### Teks Bacaan
Kohesi
Kohesi
dalam wacana diartikan sebagai kepaduan bentuk secara structural membentuk
ikatan sintaktikal. Anton M. Moelino ( 1988:34)
menyatakan bahwa wacana yang baik dan utuh mensyaratkan kalimat-kalimat
yang kohesif. Konsep kohesif sebenarnya mengacu kepada hubungan bentuk. Artinya
unsur-unsur wacana (kata atau kalimat) yang digunakan untuk menyusun suatu
wacana memiliki keterkaitan secara padu dan utuh. Menurut Anton M. Moelino, dkk
( 1987:96) untuk memperoleh wacana yang baik dan utuh, maka kalimat-kalimatnya
harus kohesif. Hanya dengan hubungan kohesif seperti itulah suatu unsur dalam
wacana dapat di interpretasikan, sesuai dengan ketergantungannya dengan
unsure-unsur lainnya. Kohesi wacana terbagi dalam dua aspek yaitu kohesi
gramatikal dan kohesi leksikal.
v Kohesi
gramatikal artinya kepaduan bentuk sesuai dengan tata bahasa. Kohesi leksikal
artinya kepaduan bentuk sesuai dengan kata.

### Daftar Tugas
1) Jawab pertanyaan berikut berdasarkan teks tentang kohesi wacana:
(a) Konsep kohesif sebenarnya mengacu kepada hubungan apa?
(b) Kohesi wacana terbagi dalam dua aspek apa saja?
(c) Apa arti kohesi leksikal?
2) Teruskan teks tentang kohesi wacana setelah kalimat terakhirnya.
Daftar sesudah ini adalah bahan tersendiri, terpisah dari teks tentang kohesi.

### Data Tersimpan

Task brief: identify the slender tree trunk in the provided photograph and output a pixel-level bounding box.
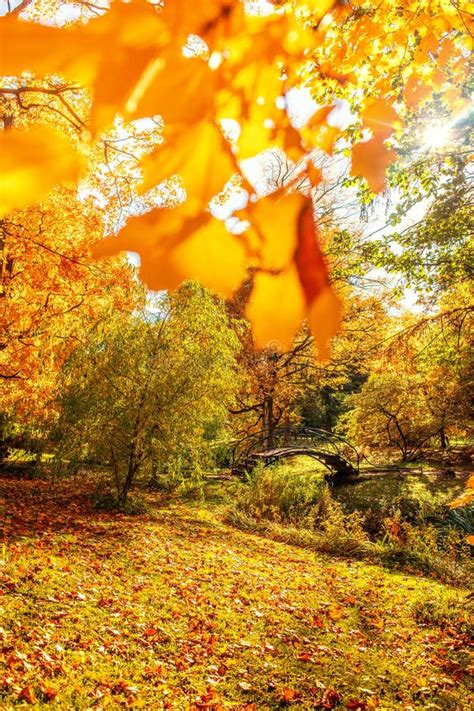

### Hasil Tugas
1)
(a) Hubungan bentuk.
(b) Kohesi gramatikal dan kohesi leksikal.
(c) Kepaduan bentuk sesuai dengan kata.

2)
Kohesi gramatikal
meliputi:
A. Referensi (pengacuan)
Referensi
merupakan pengacuan satuan lingual tertentu terhadap satuan lainnya. Di lihat
dari acuannya, referensi terbagi atas:
1. Referensi eksofora yaitu pengacuan satuan
lingual yang berada di luar teks wacana. Contoh: Itu matahari, kata itu pada
tuturan tersebut mengacu pada sesuatu di luar teks, yaitu “benda berpijar yang
menerangi alam ini”.
2. Referensi endofora yaitu pengacuan satuan
lingual yang berada di dalam teks wacana.
Referensi
endofora terbagi atas:
a. Referensi anaphora yaitu pengacuan
satual lingual yang disebutkan terlebih dahulu, mengacu yang sebelah kiri.
Contoh:
Peringatan HUT ke-66 Indonesia ini akan di ramaikan dengan pagelaran pesta
kembang api.
b. Referensi katafora yaitu pengacuan satuan
lingual yang disebutkan setelahnya, mengacu yang sebelah kanan.
Contoh:
Kamu harus pergi! Ayo, cici cepatlah!
Di
lihat dari klasifikasinya, referensi terbagi atas:
1. Referensi persona yaitu pengacuan satual
lingual berupa pronomina atau kata ganti orang.
Kata
Ganti
|
Tunggal
|
Jamak
|
Persona Pertama
|
Aku, Saya
|
Kami, Kita
|
Persona Kedua
|
Kamu, Engkau, Anda
|
Kalian, Kami Sekalian
|
Persona Ketiga
|
Dia, Ia, Beliau
|
Mereka
|
Contoh:
Firdaus, kamu harus mandi.
2. Referensi demonstrasi yaitu pengacuan
satual lingual yang dipakai untuk menunjuk. Biasanya menggunakan kata : kini,
sekarang, saat ini, di sini, di situ, ini, itu, dan sebagainya.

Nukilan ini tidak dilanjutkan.